▶ _Da svolgere_
**A)** Nell'estratto fornito, con quale espressione Sigmund Freud definisce i sogni?
**B)** Restituisci senza alcuna modifica il passo dell'estratto fornito che parte da "Cari miei le" e prosegue fino a "suo canovaccio pulcinellesco.".

Mi ritengo fortunato giacché vivo nella città che sa accogliere nel suo ospitale grembo Giovanni Pontano, Giordano Bruno, Raimondo di Sangro, Jacopo Sannazaro, Benedetto Croce, Salvatore di Giacomo, Totò, Eduardo De Filippo e tanti altri.

Ha ragione Pino Daniele quando vedendomi, irato e malinconico dice in una sua canzone che

…’E parole nun fanne rummore
Nun fanne rummore
Tu nun si’ cchiù Pulecenella
Facive ridere e pazzià’
Mo t’arragge e pienze a’ guerra
E nce parle ‘e libertà.

Amici miei quanta dulure che il nemico invisibile sta gratuitamente trasmettendo, infatti, se putesse essere allero lo sarei, ma non ci riesco.

Cari miei le maschere sono spesso contaminazioni o unioni di più maschere e queste aggiungono caratteri propri che scaturiscono da debolezze, vizi, manie, deformazioni linguistiche, ambientali di ceto e di mestiere. La mia non è da meno, infatti, traviata dagli avvenimenti che stanno sconvolgendo il mondo, sta mutando il suo canovaccio pulcinellesco.

Vi confesso che, pur restando vigile, spesso mi accade di sognare, vivere atmosfere intense, ben strutturate, nitide, coerenti ma immaginarie. Alcuni ritengono che sognando si ampli la percezione della realtà personale, si riesca a penetrare nei misteri della vita, si entri in contatto con la propria evoluzione interiore, si tocchi con mano la dimensione archetipa dell’esistenza. Eppure, nonostante Sigmund Freud pensi che i sogni siano una rappresentazione di desideri e pensieri inconsci e li definisca “adempimenti camuffati di desideri repressi”, a me piace sognare e lo faccio volentieri.

▶ _Dati forniti_
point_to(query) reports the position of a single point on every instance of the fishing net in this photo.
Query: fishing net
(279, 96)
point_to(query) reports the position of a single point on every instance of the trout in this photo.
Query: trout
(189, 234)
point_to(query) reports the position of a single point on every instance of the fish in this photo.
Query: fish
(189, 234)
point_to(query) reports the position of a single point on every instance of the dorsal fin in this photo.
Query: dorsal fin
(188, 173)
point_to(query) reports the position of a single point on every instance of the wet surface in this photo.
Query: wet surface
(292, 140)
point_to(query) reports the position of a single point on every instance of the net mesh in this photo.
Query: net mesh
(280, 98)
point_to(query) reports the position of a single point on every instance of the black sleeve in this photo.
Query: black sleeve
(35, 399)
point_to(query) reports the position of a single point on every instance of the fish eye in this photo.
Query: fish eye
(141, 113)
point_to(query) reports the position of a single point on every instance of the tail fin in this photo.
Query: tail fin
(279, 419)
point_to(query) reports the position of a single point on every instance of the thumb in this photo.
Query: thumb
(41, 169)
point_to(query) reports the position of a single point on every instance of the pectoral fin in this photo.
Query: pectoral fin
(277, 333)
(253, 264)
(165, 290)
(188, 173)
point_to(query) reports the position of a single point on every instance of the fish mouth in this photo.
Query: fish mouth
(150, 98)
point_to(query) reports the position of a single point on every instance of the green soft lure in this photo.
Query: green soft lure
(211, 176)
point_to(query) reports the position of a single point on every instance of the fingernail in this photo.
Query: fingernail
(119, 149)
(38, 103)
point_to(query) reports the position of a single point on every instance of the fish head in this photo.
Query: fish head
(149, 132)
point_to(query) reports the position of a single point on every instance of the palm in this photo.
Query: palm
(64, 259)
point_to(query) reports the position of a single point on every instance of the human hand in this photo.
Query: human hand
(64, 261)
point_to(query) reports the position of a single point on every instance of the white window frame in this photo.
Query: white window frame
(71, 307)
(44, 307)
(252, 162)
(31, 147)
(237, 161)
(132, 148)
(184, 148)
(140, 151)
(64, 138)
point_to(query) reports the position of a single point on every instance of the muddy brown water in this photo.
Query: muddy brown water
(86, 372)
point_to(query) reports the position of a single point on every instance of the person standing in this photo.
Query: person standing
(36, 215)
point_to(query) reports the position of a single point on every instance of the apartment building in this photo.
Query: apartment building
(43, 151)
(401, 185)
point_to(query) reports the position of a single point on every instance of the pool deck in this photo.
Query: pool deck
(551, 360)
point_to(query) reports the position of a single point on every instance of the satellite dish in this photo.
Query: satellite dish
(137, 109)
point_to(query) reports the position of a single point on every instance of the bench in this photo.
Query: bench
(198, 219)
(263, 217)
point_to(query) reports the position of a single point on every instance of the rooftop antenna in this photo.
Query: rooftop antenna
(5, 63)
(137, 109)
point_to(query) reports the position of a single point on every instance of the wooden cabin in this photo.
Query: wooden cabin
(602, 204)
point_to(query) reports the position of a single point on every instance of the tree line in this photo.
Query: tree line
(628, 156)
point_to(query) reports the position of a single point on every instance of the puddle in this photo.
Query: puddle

▶ _Esiti dei compiti_
**A)** Li definisce "adempimenti camuffati di desideri repressi".

**B)**
Cari miei le maschere sono spesso contaminazioni o unioni di più maschere e queste aggiungono caratteri propri che scaturiscono da debolezze, vizi, manie, deformazioni linguistiche, ambientali di ceto e di mestiere. La mia non è da meno, infatti, traviata dagli avvenimenti che stanno sconvolgendo il mondo, sta mutando il suo canovaccio pulcinellesco.